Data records
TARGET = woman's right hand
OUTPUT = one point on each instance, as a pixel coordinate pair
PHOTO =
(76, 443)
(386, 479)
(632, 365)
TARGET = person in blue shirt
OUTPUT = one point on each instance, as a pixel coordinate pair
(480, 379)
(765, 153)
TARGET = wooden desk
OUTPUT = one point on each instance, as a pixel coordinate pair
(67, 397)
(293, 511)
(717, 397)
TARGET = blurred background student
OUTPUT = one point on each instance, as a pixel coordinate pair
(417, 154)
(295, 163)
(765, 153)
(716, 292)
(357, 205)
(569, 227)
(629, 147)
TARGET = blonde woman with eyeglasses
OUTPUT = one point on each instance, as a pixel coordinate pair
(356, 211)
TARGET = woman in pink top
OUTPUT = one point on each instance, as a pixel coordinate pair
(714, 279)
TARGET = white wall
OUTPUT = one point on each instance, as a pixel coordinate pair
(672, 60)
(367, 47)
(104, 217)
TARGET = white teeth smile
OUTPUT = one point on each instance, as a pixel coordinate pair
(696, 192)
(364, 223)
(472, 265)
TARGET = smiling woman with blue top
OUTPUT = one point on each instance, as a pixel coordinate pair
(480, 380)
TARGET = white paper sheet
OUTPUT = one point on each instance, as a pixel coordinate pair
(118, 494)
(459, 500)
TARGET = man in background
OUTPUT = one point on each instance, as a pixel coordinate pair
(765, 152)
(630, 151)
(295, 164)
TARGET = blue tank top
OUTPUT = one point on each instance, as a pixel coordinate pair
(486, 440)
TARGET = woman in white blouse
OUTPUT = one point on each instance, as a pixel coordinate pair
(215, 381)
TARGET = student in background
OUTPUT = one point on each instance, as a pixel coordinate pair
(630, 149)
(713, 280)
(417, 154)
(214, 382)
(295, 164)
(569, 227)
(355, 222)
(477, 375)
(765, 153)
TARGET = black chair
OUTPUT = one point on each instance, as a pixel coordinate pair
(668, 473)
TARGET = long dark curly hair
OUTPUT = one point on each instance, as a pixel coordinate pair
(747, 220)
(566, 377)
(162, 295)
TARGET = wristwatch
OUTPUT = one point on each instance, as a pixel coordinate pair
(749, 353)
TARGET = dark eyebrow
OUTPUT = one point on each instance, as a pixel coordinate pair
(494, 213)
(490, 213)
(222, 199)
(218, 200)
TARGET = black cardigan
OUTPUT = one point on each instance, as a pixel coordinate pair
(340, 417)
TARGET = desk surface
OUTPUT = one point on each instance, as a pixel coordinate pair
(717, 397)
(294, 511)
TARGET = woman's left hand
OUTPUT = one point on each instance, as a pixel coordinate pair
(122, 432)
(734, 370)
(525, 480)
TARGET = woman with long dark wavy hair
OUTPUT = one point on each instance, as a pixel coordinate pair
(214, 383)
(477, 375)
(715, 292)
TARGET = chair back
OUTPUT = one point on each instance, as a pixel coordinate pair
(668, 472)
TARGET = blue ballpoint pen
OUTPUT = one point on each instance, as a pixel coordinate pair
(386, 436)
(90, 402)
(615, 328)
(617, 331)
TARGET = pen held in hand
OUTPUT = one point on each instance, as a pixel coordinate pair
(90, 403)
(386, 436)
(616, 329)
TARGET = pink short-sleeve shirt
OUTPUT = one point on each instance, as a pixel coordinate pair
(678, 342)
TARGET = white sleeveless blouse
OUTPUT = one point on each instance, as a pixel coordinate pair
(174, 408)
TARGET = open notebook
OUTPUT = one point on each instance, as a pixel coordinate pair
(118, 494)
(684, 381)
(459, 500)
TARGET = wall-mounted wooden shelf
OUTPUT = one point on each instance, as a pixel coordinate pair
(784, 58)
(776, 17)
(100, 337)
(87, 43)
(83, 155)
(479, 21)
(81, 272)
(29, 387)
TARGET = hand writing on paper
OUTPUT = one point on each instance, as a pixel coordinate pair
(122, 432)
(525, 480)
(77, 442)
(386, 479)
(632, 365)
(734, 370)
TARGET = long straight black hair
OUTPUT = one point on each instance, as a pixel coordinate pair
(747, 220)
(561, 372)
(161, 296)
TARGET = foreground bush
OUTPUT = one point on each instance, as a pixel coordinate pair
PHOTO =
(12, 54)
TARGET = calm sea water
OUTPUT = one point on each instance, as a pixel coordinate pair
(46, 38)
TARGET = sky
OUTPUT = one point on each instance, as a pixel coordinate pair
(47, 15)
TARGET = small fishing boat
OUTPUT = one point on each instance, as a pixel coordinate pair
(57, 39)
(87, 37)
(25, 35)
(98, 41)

Description of the task » Going from the line that contains "TARGET = sky" to the last line of the records, reproduce every line as written.

Answer to this problem »
TARGET = sky
OUTPUT = one point on each instance, as a pixel coordinate pair
(47, 15)
TARGET = small fishing boat
OUTPUT = one point on each instance, as a pixel coordinate pair
(57, 39)
(87, 37)
(25, 35)
(98, 41)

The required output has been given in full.